Exercise requirements: Please continue the DECADE protocol text below past its last sentence, not the entries after it.

Excerpted text:
========
This section presents the DRP and the SDT protocol in terms of abstract protocol interactions that are intended to be mapped to specific protocols. In general, the DRP/SDT functionality between a DECADE client-server are very similar to the DRP/SDT functionality between server-server. Any differences are highlighted below.
DRP will be the protocol used by a DECADE client to configure the resources and authorization used to satisfy requests (reading, writing, and management operations concerning data objects) at a server. SDT will be used to transport data between a client and a server.
A DECADE system SHOULD use the [I-D.farrell-decade-ni] as the recommended and default naming scheme. Other naming schemes that meet the guidelines in Section 4.3 may alternatively be used.
In order to provide a simple and generic interface, the DECADE server will be responsible only for storing and retrieving individual data objects.
The DECADE naming format SHOULD NOT attempt to replace any naming or sequencing of data objects already performed by an Application; instead, the naming is intended to apply only to data objects referenced by DECADE-specific purposes.
An Application using a DECADE client may use a naming and sequencing scheme independent of DECADE names. The DECADE client SHOULD maintain a mapping from its own data objects and their names to the DECADE-specific data objects and names. Furthermore, the DECADE naming scheme implies no sequencing or grouping of objects, even if this is done at the application layer.
DRP will provide configuration of access control and resource sharing policies on DECADE servers. A Content Distribution Application, e.g., a live P2P streaming session, can have permission to manage data at several servers, for instance, servers belonging to different Storage Providers, and DRP allows one instance of such an application, e.g., an Application End-Point, to apply access control and resource sharing policies on each of them.
========
Data supplied:
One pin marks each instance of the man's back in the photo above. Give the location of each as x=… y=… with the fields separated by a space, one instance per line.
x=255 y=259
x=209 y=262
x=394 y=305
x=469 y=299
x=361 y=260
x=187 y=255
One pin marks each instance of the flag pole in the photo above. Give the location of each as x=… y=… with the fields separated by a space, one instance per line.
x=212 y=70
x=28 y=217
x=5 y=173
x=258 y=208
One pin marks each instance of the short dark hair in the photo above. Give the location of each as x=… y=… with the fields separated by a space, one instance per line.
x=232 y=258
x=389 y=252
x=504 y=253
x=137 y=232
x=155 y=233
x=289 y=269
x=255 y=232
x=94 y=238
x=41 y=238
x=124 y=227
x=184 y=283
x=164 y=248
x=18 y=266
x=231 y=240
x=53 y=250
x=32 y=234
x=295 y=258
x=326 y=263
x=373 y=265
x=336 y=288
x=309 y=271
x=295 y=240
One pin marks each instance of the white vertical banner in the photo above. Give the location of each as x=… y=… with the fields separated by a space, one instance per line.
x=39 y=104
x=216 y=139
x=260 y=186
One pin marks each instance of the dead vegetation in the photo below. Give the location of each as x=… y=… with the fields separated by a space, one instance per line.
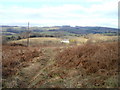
x=84 y=66
x=15 y=56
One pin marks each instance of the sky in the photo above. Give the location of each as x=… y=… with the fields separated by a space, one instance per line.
x=59 y=12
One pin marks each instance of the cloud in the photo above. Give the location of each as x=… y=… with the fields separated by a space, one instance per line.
x=102 y=13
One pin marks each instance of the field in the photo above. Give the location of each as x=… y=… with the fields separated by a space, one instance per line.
x=86 y=64
x=90 y=38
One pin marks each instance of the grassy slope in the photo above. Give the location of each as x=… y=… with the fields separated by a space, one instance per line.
x=59 y=67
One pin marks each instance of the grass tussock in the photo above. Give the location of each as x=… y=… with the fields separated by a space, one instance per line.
x=93 y=58
x=16 y=56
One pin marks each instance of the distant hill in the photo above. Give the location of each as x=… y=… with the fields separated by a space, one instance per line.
x=59 y=29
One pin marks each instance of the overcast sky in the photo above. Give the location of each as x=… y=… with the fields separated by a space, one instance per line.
x=59 y=12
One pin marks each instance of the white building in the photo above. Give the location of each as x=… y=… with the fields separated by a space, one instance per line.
x=65 y=41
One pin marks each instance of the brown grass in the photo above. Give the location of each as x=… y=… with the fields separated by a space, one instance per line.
x=14 y=57
x=91 y=57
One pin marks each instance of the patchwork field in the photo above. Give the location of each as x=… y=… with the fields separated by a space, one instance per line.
x=83 y=66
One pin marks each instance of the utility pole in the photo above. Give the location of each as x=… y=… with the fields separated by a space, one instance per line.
x=28 y=36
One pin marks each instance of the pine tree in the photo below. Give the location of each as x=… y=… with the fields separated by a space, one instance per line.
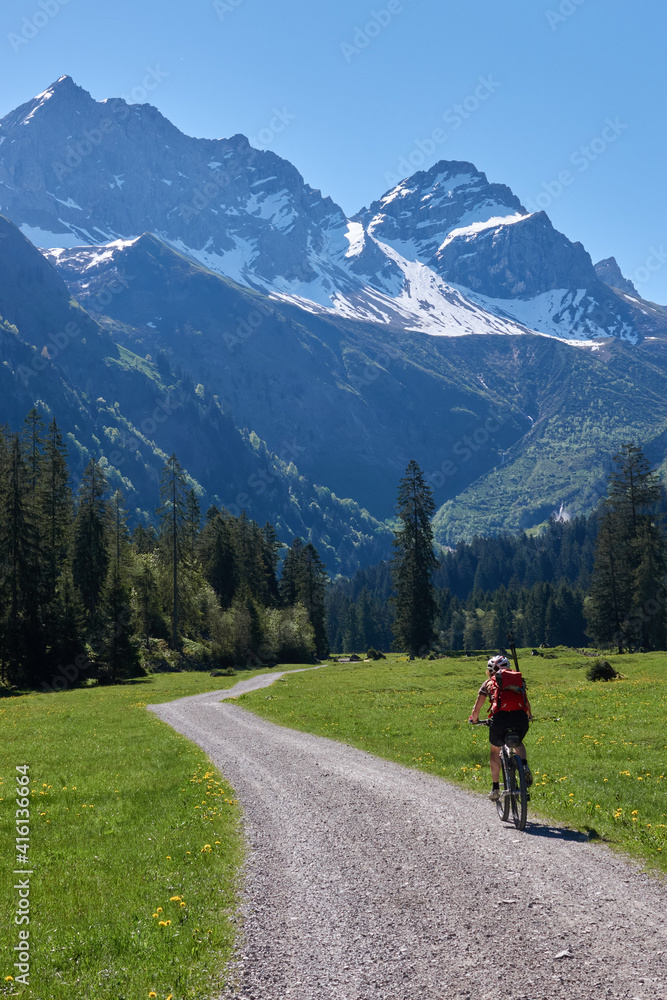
x=172 y=513
x=118 y=653
x=270 y=555
x=288 y=584
x=192 y=523
x=91 y=538
x=22 y=627
x=630 y=562
x=148 y=605
x=216 y=551
x=55 y=497
x=311 y=590
x=33 y=445
x=414 y=563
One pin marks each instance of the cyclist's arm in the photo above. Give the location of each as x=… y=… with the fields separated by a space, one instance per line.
x=474 y=715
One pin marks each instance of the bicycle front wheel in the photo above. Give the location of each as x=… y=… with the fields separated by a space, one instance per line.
x=503 y=803
x=518 y=793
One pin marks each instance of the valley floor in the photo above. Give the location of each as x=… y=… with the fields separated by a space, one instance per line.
x=366 y=879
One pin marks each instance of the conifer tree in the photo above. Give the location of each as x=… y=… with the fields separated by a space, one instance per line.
x=118 y=654
x=288 y=585
x=55 y=498
x=172 y=513
x=626 y=604
x=414 y=563
x=91 y=538
x=311 y=589
x=217 y=554
x=33 y=437
x=192 y=523
x=22 y=634
x=270 y=554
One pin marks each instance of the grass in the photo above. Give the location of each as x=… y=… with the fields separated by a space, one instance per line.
x=597 y=750
x=134 y=846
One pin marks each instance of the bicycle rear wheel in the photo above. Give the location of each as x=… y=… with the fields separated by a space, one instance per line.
x=503 y=803
x=519 y=792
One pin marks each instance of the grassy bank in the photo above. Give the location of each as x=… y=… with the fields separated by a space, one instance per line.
x=597 y=749
x=134 y=846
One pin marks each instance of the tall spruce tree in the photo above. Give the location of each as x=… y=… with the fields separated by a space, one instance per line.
x=21 y=625
x=626 y=604
x=312 y=581
x=91 y=538
x=414 y=563
x=56 y=505
x=172 y=513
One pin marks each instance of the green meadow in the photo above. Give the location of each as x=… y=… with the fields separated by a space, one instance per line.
x=134 y=846
x=597 y=750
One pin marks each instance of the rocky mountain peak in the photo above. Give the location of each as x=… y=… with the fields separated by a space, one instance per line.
x=609 y=271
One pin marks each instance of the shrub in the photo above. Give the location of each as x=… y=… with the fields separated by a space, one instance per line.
x=601 y=670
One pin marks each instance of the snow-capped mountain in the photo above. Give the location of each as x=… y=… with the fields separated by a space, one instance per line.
x=445 y=252
x=479 y=238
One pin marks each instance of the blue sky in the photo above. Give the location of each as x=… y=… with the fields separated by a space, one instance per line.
x=560 y=99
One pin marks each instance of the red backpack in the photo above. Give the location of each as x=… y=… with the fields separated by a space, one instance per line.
x=508 y=692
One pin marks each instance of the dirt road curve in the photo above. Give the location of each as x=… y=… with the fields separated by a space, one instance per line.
x=368 y=880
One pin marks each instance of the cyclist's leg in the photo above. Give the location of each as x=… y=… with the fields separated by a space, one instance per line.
x=495 y=763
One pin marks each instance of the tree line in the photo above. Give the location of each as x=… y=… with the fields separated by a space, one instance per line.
x=81 y=595
x=596 y=580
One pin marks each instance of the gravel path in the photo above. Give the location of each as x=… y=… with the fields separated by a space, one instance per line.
x=366 y=880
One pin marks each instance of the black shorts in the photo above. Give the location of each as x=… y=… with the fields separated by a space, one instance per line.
x=501 y=722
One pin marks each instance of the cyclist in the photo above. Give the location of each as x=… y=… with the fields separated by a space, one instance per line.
x=502 y=721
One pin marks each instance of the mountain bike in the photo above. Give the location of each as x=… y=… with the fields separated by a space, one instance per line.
========
Reply:
On a single DECADE server, the following resources SHOULD be managed:
As in DECADE system, the resource owner agent is always the same entity or colocated with the authorization server, so we use a separate OAuth 2.0 request and response flow for the access and resource control token.
An OAuth request to access the data objects MUST include the following fields (encoding format is TBD, HTML?):
An OAuth response includes the following information (encoding is TBD, HTML is preferred, are we going to use OAuth Bearer token type as defined in RFC 6750? The concern for bearer token is that it does not associate the token with any client, so that any client can use this token to access the resources. Do we worry about it? The current draft seems explicitly support this behavior.):
The tokens SHOULD be generated by an entity trusted by both the DECADE client and server at the request of a DECADE client. For example this entity could be the client, a server trusted by the client, or another server managed by a Storage Provider and trusted by the client. It is important for a server to trust the entity generating the tokens since each token may incur a resource cost on the server when used. Likewise, it is important for a client to trust the entity generating the tokens since the tokens grant access to the data stored at the server.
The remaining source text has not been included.